**** DATA SHOWN ****

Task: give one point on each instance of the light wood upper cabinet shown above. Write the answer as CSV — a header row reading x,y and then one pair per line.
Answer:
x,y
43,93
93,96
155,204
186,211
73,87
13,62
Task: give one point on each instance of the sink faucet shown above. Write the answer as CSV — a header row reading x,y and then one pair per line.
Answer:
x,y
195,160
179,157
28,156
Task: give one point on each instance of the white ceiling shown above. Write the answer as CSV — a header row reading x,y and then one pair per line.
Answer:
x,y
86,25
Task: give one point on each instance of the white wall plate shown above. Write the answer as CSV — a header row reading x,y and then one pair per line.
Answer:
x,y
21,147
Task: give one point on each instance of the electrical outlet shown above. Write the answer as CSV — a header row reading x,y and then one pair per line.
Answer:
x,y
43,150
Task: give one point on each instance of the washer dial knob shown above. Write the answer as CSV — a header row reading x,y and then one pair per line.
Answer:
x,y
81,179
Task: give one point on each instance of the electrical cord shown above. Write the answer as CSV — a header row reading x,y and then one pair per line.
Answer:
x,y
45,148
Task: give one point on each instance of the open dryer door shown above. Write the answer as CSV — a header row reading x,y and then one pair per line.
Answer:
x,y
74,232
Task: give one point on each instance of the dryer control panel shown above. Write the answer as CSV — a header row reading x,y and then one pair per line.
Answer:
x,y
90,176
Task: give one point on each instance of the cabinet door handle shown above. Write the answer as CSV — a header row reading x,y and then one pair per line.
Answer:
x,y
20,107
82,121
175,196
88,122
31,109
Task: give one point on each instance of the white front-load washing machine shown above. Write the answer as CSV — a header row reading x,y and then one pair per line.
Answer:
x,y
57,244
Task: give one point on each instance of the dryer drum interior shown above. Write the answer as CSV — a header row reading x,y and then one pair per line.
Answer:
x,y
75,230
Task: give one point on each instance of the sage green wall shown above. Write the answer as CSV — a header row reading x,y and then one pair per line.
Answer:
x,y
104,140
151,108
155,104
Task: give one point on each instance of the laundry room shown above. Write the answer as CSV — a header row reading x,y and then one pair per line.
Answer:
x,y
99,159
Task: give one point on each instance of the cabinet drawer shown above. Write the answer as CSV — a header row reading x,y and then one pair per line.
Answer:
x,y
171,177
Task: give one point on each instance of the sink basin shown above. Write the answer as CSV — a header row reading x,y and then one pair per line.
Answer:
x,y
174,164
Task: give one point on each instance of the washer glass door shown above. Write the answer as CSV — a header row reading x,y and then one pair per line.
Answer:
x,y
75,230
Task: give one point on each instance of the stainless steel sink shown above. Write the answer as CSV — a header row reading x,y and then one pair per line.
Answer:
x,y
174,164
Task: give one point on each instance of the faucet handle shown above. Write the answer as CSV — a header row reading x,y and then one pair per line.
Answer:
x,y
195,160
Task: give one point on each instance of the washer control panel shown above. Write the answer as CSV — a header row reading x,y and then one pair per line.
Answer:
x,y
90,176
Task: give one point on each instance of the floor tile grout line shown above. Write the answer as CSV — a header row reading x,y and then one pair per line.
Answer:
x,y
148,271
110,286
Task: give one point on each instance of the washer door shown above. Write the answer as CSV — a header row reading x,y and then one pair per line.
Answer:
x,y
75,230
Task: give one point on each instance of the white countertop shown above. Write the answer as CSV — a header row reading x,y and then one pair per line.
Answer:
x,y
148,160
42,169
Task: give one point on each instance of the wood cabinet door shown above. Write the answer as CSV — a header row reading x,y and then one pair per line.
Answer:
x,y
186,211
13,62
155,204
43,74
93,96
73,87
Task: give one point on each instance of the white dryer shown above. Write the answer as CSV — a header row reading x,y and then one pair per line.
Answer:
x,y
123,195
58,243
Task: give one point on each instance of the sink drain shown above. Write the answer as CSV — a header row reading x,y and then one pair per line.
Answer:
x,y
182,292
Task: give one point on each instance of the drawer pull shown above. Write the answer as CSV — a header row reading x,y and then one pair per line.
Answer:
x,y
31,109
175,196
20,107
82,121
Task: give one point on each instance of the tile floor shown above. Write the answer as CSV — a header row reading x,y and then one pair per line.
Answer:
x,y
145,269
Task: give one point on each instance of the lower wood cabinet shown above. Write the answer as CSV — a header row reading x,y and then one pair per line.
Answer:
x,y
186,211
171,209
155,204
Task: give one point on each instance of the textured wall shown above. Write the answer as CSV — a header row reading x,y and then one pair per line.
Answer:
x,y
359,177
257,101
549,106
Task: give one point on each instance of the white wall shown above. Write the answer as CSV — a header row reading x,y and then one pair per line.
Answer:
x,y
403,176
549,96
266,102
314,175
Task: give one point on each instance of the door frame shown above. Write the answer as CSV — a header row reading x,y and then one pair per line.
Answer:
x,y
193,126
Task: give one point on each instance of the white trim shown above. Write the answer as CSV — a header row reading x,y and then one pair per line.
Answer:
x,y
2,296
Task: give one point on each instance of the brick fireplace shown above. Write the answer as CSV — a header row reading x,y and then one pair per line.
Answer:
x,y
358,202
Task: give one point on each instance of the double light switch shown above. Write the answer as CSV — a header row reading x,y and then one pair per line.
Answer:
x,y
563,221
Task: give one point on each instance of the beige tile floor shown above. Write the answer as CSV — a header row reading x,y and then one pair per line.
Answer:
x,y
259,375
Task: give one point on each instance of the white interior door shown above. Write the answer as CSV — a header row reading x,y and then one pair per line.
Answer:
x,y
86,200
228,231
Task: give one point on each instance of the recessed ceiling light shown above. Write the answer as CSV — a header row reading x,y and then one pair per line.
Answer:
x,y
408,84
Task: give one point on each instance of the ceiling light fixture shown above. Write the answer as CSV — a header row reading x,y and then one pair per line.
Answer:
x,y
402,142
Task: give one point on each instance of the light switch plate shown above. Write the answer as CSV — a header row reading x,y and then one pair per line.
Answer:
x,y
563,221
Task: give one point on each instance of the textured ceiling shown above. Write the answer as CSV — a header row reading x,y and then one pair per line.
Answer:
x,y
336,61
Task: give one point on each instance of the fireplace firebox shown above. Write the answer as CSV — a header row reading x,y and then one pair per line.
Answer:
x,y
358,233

****

■ **PROBLEM REQUIREMENTS**
Every record must be retyped so that it matches the original exactly.

■ **REPLY**
Task: give one point on each instance of the light wood upper cabinet shown above. Write the answer as CSV — a header row reading x,y and then one pair per line.
Answer:
x,y
43,93
93,96
155,204
186,211
73,87
13,62
Task: give one point on each instance of the sink faucet shown above. Write the answer as CSV — a header row reading x,y and then one pair per line.
Answer:
x,y
195,160
179,157
28,156
Task: give one point on each instance of the white ceiling shown above. Write the answer as CSV — a header row reading x,y and then one pair per line.
Answer:
x,y
86,25
Task: give one point on each instance of the white wall plate shown above. Write the answer as CSV — a header row reading x,y and then one pair per line.
Answer:
x,y
21,147
Task: give one point on each instance of the electrical outlet shown above. Write the answer as CSV — a header row reading x,y and then one pair per line.
Answer:
x,y
43,150
Task: give one point on each instance of the washer dial knob shown above. Write the answer as CSV — a header row reading x,y and then one pair per line.
Answer:
x,y
81,179
Task: give one point on each instance of the electrical cord shown above. Write the answer as CSV — a header row reading x,y and then one pair per line.
Answer:
x,y
45,148
Task: give one point on each instance of the open dryer door shown above. Write the answer as CSV — a header row reading x,y and then one pair per line.
Answer:
x,y
74,232
Task: give one point on each instance of the dryer control panel shown above. Write the answer as CSV — a header row reading x,y and then one pair per line.
Answer:
x,y
90,176
Task: give one point on each instance of the cabinet door handle shown above. Write the answer as CSV — a header row reading x,y and then one pair per line.
Answer:
x,y
20,107
82,121
175,196
88,122
31,109
Task: give one point on each instance of the white front-load washing machine shown above. Write the answer as CSV — a header row reading x,y and then one pair per line.
Answer:
x,y
57,244
Task: give one point on each instance of the dryer drum interior shown above. Write the answer as CSV — a header row reading x,y and then one pair per line.
Answer:
x,y
75,230
Task: give one point on each instance of the sage green wall shown above. Write the answer as CSV — a header row reading x,y and then one pair per line.
Answer:
x,y
104,140
151,108
155,104
Task: give one point on each instance of the laundry room shown above. Write the answer as CSV — a header row reading x,y and then one pair per line.
Answer:
x,y
99,159
Task: give one point on each instance of the cabinet drawer shown above. Write the answer as CSV — a header row reading x,y and then one pair per line.
Answer:
x,y
171,177
Task: give one point on each instance of the sink basin shown above. Write the answer as CSV — a header row reading x,y and then one pair per line.
Answer:
x,y
174,164
Task: give one point on each instance of the washer glass door shown above. Write the answer as CSV — a header row reading x,y and then one pair per line.
Answer:
x,y
75,230
Task: give one point on each instance of the stainless steel sink shown above. Write the answer as CSV — a header row reading x,y and then one pair per line.
Answer:
x,y
174,164
Task: give one point on each instance of the faucet handle shown above. Write the answer as CSV — a header row reading x,y and then one pair per line.
Answer:
x,y
195,160
Task: give one point on each instance of the washer control panel shown above. Write the answer as CSV — a header row reading x,y and then one pair per line.
Answer:
x,y
90,176
Task: give one point on each instance of the floor tile grout line shown above. Write the answer as CSV — a header row reading x,y and then one pair per line.
Answer:
x,y
148,271
110,286
Task: give one point on each instance of the washer door shown above. Write the answer as CSV — a header row reading x,y and then one pair per line.
Answer:
x,y
75,230
Task: give one point on each instance of the white countertop shown above. Write the answer as CSV — a header row reading x,y and then one pair per line.
Answer:
x,y
148,160
42,169
Task: give one point on each instance of the wood cabinet door shown above. Write the answer as CSV — a header row reading x,y and then one pair per line.
Answer:
x,y
186,211
13,62
155,204
43,74
93,96
73,87
Task: give one point on each instance of the white dryer shown above. Write the answer as CSV — a header row reading x,y and then one pair per line.
Answer:
x,y
123,195
58,243
Task: give one point on each instance of the sink drain shown above. Write the answer as CSV — a header row reading x,y and then one pair per line.
Answer:
x,y
182,292
Task: give one point on each instance of the drawer pull shown above. Write the answer as CSV — a header row reading x,y and then one pair per line.
Answer:
x,y
31,109
175,196
20,107
82,121
Task: give one point on each instance of the tile floor shown above. Write the answer as CSV — a header row reading x,y and then one pair per line.
Answer:
x,y
145,269
Task: give one point on each instance of the lower wood cabinet shown above. Write the answer as CSV — a header row reading x,y and then one pair per line.
Answer:
x,y
186,211
171,209
155,204
Task: give one point on each instance of the textured wall shown above. Write the answer as CSV — a header row reading x,y and then one pair per line.
Answer:
x,y
359,177
257,101
549,106
Task: give one point on each instance of the white wall shown above. Write the answer as CSV — a header row reading x,y and then one pair per line.
Answer:
x,y
403,176
549,96
266,102
314,175
Task: give one point on each instance of the door frame shown above. Write the answer as CSV — a header row reading x,y and then one pair per line.
Answer:
x,y
193,126
Task: give one point on each instance of the white trim shown above. Write the answer as CSV — a header row reading x,y and then one pair per line.
Answer:
x,y
2,296
Task: give one point on each instance of the brick fireplace shown above. Write the answer as CSV — a header row reading x,y and then one pair per line.
Answer:
x,y
358,202
Task: give one point on each instance of the double light switch shown above. Write the answer as CSV — a header row reading x,y and then one pair per line.
Answer:
x,y
563,221
Task: give one point on each instance of the beige tile floor shown above. Write the answer as CSV — a header row reading x,y and then one pair per line.
Answer:
x,y
259,375
Task: give one point on each instance of the white interior door shown above. Write the answer as CSV — a header row reading x,y and then one pair per line.
Answer:
x,y
86,200
228,231
Task: give one point on each instance of the recessed ceiling light shown above. Write the answer as CSV — a header row reading x,y and then one pair per line.
Answer:
x,y
408,84
Task: give one point on each instance of the ceiling light fixture shown above. Write the answer as CSV — a header row reading x,y and then one pair per line.
Answer:
x,y
402,142
Task: give one point on each instance of the light switch plate shown above. Write the answer as CSV — a header row reading x,y and then one pair per line.
Answer:
x,y
563,221
Task: give one point on each instance of the textured ceiling shown above. Write the answer as CSV — a header row reading x,y and then one pair per line.
Answer:
x,y
336,61
Task: give one point on each instance of the fireplace firebox shown above. Write the answer as CSV — a header row reading x,y and then one pair per line.
Answer:
x,y
358,233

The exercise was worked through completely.